• Dataset excerpts:

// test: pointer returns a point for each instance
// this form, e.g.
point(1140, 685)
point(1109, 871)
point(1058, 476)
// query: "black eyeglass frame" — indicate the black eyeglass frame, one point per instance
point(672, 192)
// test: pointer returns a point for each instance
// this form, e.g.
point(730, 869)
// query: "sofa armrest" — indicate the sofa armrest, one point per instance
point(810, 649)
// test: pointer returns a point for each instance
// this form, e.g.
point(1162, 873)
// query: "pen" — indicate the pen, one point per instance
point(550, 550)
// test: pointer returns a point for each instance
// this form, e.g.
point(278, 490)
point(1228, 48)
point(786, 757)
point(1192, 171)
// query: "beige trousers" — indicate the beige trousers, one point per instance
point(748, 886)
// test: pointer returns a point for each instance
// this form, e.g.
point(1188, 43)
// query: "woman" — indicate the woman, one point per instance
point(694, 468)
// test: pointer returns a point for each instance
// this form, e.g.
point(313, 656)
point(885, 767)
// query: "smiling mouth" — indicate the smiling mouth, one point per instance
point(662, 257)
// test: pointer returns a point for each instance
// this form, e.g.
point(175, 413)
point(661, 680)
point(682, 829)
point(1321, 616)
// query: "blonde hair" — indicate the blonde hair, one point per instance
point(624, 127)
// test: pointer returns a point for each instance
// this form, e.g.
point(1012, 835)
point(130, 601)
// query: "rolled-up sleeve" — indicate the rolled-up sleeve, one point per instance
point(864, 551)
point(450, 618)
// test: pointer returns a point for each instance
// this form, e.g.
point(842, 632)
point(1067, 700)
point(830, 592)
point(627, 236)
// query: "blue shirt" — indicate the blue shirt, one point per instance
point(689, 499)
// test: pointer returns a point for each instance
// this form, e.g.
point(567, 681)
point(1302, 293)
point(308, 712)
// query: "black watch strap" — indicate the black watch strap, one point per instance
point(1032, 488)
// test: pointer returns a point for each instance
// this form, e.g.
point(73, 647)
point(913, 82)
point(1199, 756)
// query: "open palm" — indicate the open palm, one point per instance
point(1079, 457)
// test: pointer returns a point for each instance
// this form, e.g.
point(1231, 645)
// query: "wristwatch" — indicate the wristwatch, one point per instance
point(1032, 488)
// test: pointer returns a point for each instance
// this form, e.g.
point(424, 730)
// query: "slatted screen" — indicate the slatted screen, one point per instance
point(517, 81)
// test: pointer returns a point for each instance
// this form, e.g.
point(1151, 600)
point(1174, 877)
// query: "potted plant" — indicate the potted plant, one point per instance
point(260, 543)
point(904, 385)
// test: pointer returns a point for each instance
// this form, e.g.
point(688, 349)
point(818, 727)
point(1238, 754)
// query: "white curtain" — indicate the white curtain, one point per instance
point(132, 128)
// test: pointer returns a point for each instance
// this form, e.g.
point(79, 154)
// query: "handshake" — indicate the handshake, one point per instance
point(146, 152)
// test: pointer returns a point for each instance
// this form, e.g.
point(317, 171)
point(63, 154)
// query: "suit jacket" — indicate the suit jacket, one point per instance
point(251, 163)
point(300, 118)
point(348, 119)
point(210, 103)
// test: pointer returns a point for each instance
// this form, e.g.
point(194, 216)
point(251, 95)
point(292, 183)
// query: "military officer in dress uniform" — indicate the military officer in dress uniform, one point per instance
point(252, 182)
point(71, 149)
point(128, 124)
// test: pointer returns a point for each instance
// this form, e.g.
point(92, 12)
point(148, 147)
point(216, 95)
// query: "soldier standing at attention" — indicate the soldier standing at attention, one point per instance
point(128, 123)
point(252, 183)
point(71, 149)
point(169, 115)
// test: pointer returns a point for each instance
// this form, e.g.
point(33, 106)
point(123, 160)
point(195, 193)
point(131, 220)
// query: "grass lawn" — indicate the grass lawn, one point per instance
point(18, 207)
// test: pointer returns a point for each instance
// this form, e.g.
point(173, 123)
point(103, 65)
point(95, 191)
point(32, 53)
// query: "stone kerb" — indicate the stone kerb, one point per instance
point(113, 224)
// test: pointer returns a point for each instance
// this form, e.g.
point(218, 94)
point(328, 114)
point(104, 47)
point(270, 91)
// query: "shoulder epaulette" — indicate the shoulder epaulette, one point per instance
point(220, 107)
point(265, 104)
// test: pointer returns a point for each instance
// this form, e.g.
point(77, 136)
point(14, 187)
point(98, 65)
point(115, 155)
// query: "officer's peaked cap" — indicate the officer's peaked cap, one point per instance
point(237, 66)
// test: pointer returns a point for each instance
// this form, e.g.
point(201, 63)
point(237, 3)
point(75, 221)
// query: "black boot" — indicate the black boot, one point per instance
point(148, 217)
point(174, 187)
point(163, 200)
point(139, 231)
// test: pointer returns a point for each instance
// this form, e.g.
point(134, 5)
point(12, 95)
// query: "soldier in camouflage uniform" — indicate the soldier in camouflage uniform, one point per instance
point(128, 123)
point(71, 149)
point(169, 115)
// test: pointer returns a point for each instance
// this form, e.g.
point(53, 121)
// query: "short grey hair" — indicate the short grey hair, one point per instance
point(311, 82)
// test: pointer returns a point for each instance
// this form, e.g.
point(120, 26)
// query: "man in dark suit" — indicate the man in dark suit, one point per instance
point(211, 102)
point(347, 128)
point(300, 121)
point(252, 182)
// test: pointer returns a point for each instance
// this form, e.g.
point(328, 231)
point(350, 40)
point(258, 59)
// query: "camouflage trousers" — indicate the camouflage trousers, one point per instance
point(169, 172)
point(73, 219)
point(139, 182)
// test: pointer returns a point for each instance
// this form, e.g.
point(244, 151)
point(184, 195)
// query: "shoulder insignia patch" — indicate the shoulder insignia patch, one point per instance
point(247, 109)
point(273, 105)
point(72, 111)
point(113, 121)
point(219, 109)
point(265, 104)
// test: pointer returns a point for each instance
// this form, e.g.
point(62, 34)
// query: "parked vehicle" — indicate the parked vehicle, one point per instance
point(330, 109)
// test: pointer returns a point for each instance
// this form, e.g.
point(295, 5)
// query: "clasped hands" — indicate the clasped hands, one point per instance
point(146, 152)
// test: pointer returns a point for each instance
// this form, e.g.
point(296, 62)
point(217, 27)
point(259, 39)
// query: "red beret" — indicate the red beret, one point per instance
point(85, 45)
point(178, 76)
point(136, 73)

• What is expected:
Repeat the material exactly. Every line should match.

• Task response:
// test: pointer returns a point for each instance
// this form, e.g.
point(1140, 685)
point(1109, 871)
point(1058, 476)
// query: "black eyeglass frame" — indicate the black eyeglass frame, one point per instance
point(672, 192)
// test: pointer returns a point for each instance
// this form, e.g.
point(730, 869)
// query: "sofa armrest" — indicate the sofa armrest, one point per instance
point(810, 649)
// test: pointer returns a point for each instance
// this form, e.g.
point(1162, 873)
// query: "pen" — indicate the pen, one point per instance
point(550, 550)
// test: pointer returns a point for each instance
// this form, e.g.
point(278, 490)
point(1228, 48)
point(786, 757)
point(1192, 171)
// query: "beige trousers" — indicate the beige trousers, one point per instance
point(748, 886)
// test: pointer returns a point for each instance
// this form, e.g.
point(1188, 43)
// query: "woman" — indicate the woman, one point per instance
point(694, 468)
// test: pointer returns a point for each instance
// this form, e.g.
point(313, 656)
point(885, 767)
// query: "smiling mouth" — indicate the smiling mouth, one point per instance
point(662, 257)
// test: pointer returns a point for each instance
// this form, e.g.
point(175, 413)
point(661, 680)
point(682, 829)
point(1321, 616)
// query: "blonde hair" — indicate the blonde hair, one point per instance
point(624, 127)
// test: pointer returns a point for each instance
// this form, e.g.
point(1012, 835)
point(130, 601)
// query: "rolled-up sleeve" — indicate the rolled-up sleeve, one point per instance
point(864, 551)
point(450, 618)
// test: pointer returns a point for each instance
// this form, e.g.
point(842, 632)
point(1067, 700)
point(830, 592)
point(627, 236)
// query: "blue shirt" — indicate the blue shirt, one point per instance
point(689, 499)
// test: pointer returns a point for each instance
// this form, e.g.
point(567, 681)
point(1302, 293)
point(308, 712)
// query: "black watch strap" — indicate the black watch strap, one point per instance
point(1032, 488)
// test: pointer returns a point for each instance
// this form, e.g.
point(73, 647)
point(913, 82)
point(1199, 756)
// query: "open palm" — indicate the open palm, one point per instance
point(1079, 457)
// test: pointer returns a point for each instance
// this form, e.g.
point(1231, 645)
// query: "wristwatch" — indicate the wristwatch, one point per instance
point(1032, 488)
// test: pointer returns a point for each instance
// this form, e.g.
point(424, 730)
// query: "slatted screen" — indicate the slatted screen, one point per instance
point(517, 81)
// test: pointer returns a point for each instance
// this form, e.g.
point(1151, 600)
point(1174, 877)
// query: "potted plant" — indicate the potted plant, one point per instance
point(260, 543)
point(904, 385)
// test: pointer returns a point for each instance
// this form, e.g.
point(688, 349)
point(818, 727)
point(1238, 754)
// query: "white curtain" — indicate the white curtain, one point per instance
point(132, 128)
// test: pointer returns a point for each instance
// this form, e.g.
point(79, 154)
// query: "handshake" — indicate the handshake, one point per instance
point(146, 152)
// test: pointer returns a point for each instance
// this form, e.g.
point(317, 171)
point(63, 154)
// query: "suit jacket" — indicate the suit jacket, one point per instance
point(251, 163)
point(300, 118)
point(348, 119)
point(210, 103)
// test: pointer returns a point for each instance
// this form, e.g.
point(194, 216)
point(251, 95)
point(292, 183)
// query: "military officer in dress uniform" — indicate the military officer in dress uniform, one point per instance
point(252, 182)
point(71, 149)
point(128, 124)
// test: pointer returns a point for each instance
// this form, e.g.
point(92, 12)
point(148, 147)
point(216, 95)
// query: "soldier standing at attention" — indicate the soldier standing at attention, one point per instance
point(128, 123)
point(252, 183)
point(71, 149)
point(169, 115)
// test: pointer returns a point for each instance
// this form, e.g.
point(33, 106)
point(123, 160)
point(195, 193)
point(131, 220)
// query: "grass lawn" — indicate the grass lawn, one point per instance
point(18, 207)
// test: pointer returns a point for each instance
// this form, e.g.
point(173, 123)
point(103, 65)
point(95, 191)
point(32, 53)
// query: "stone kerb" — indicate the stone kerb, one point per instance
point(113, 224)
// test: pointer returns a point for each instance
// this form, e.g.
point(218, 94)
point(328, 114)
point(104, 47)
point(270, 91)
// query: "shoulder epaulette" — indicate the shoulder epaulette, one point per instance
point(220, 107)
point(265, 104)
// test: pointer returns a point for each instance
// this form, e.g.
point(77, 136)
point(14, 187)
point(98, 65)
point(115, 155)
// query: "officer's peaked cap" — indicate the officer's peaked cap, one point per instance
point(237, 66)
// test: pointer returns a point for each instance
// this form, e.g.
point(201, 63)
point(237, 3)
point(75, 221)
// query: "black boot" — indicate the black boot, one point per instance
point(148, 217)
point(174, 187)
point(163, 200)
point(139, 231)
// test: pointer returns a point for each instance
// this form, e.g.
point(134, 5)
point(12, 95)
// query: "soldier in camouflage uniform" — indicate the soldier in camouflage uniform, one point per instance
point(128, 123)
point(71, 149)
point(169, 115)
// test: pointer returns a point for each instance
// this form, e.g.
point(53, 121)
// query: "short grey hair" — indicate the short grey hair, one point per instance
point(311, 82)
// test: pointer returns a point for each instance
// this form, e.g.
point(120, 26)
// query: "man in dark suit" — indicate the man in dark suit, one point per instance
point(211, 102)
point(347, 128)
point(300, 121)
point(252, 182)
// test: pointer returns a point for each instance
// this form, e.g.
point(328, 231)
point(350, 40)
point(258, 59)
// query: "camouflage trousers" — indicate the camouflage trousers, one point per instance
point(169, 172)
point(73, 219)
point(139, 182)
// test: pointer returns a point for each instance
// this form, e.g.
point(244, 151)
point(184, 195)
// query: "shoulder insignia patch" — indicate the shoulder insignia patch, one point per instance
point(247, 109)
point(273, 105)
point(72, 111)
point(113, 121)
point(219, 109)
point(265, 104)
// test: pointer returns a point for each instance
// this form, e.g.
point(62, 34)
// query: "parked vehicle" — indicate the parked vehicle, one point per instance
point(330, 109)
// test: pointer returns a point for each instance
// this form, e.g.
point(295, 5)
// query: "clasped hands" — indicate the clasped hands, one point per instance
point(146, 152)
// test: pointer returns a point for each instance
// this form, e.g.
point(296, 62)
point(217, 27)
point(259, 39)
// query: "red beret" — indicate the red beret, one point per instance
point(85, 45)
point(178, 76)
point(136, 73)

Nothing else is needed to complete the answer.